DIRECTIONS FOR THIS TASK: Omitting all pictures, retype the entries below exactly as given.

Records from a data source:
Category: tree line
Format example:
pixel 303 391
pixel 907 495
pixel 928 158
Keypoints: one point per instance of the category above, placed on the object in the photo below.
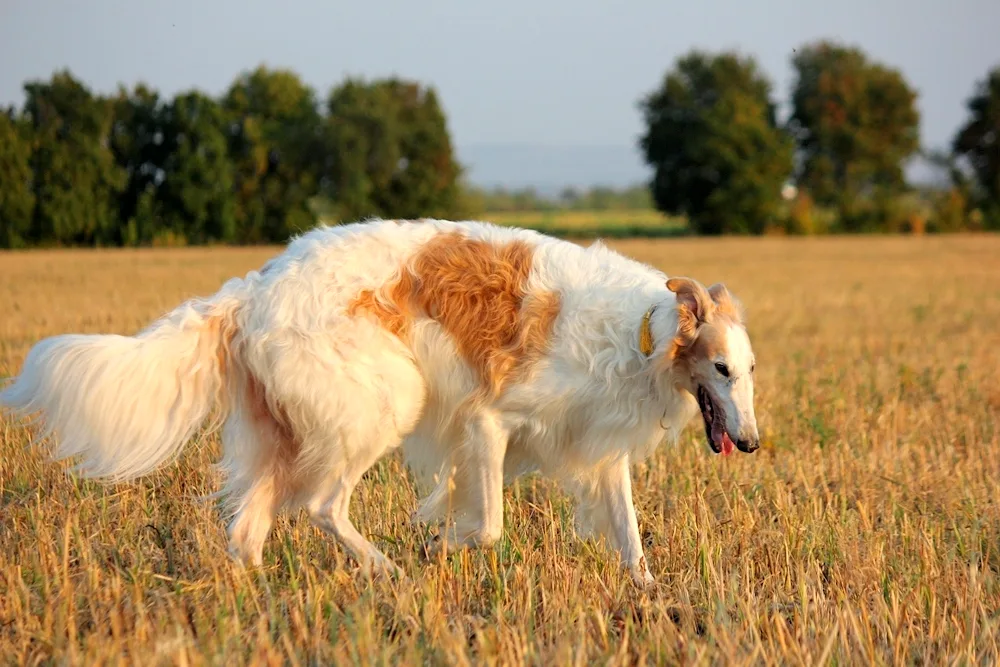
pixel 136 169
pixel 721 157
pixel 266 158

RESPONSE BOX:
Category: tree line
Format example:
pixel 303 391
pixel 907 495
pixel 928 158
Keypoints: one point per instance of the category above, placed on the object in the photo below.
pixel 136 169
pixel 721 157
pixel 266 158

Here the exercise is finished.